++++ Extracted text ++++

On Tue, Sep 3, 2019 at 9:56 AM Mathieu Desnoyers
<mathieu.desnoyers@...icios.com> wrote:
>
> Then I must be misunderstanding something.
>
> probe_kernel_address() is a macro wrapping probe_kernel_read().

Don't look at probe_kernel_address().

As long as you only look at that, you will be missing the big picture.

Instead, look at the code below it:

        /*
         * Pairs with atomic_dec_and_test() in put_task_struct(). If this task
         * was already freed we can not miss the preceding update of this
         * pointer.
         */
        smp_rmb();
        if (unlikely(task != READ_ONCE(*ptask)))
                goto retry;


That code is the code that verifies "ok, the pointer was valid over
the whole sequence, so the probe_kernel_address() must have succeeded"

So the code *does* check for success, but it does so using a
*stronger* check than the return value of probe_kernel_address().

If the task on the runqueue hasn't changed, then the
probe_kernel_read() cannot have failed.

But the reverse test is not true: if the probe_kernel_read()
succeeded, that doesn't guarantee that the value we read was
consistent.

++++ Data excerpt ++++

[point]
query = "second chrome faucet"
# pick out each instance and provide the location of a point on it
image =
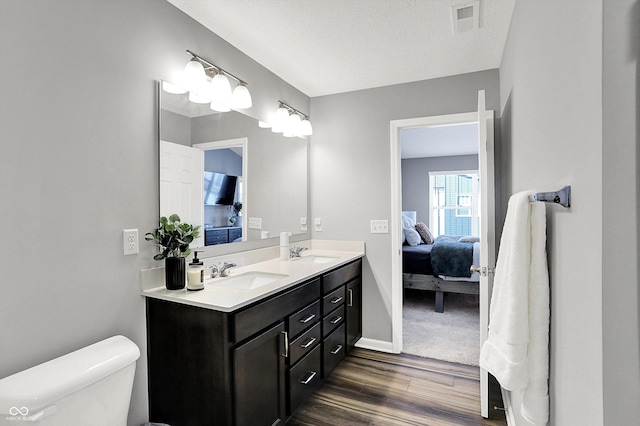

++++

What to do:
#1 In the kernel mailing-list reply, what cannot have happened if the task on the runqueue hasn't changed?
#2 Copy the kernel mailing-list reply word for word, starting at "That code is" and ending with "if the probe_kernel_read()", including both.

Answers for the tasks:
#1 The probe_kernel_read() cannot have failed.

#2
That code is the code that verifies "ok, the pointer was valid over
the whole sequence, so the probe_kernel_address() must have succeeded"

So the code *does* check for success, but it does so using a
*stronger* check than the return value of probe_kernel_address().

If the task on the runqueue hasn't changed, then the
probe_kernel_read() cannot have failed.

But the reverse test is not true: if the probe_kernel_read()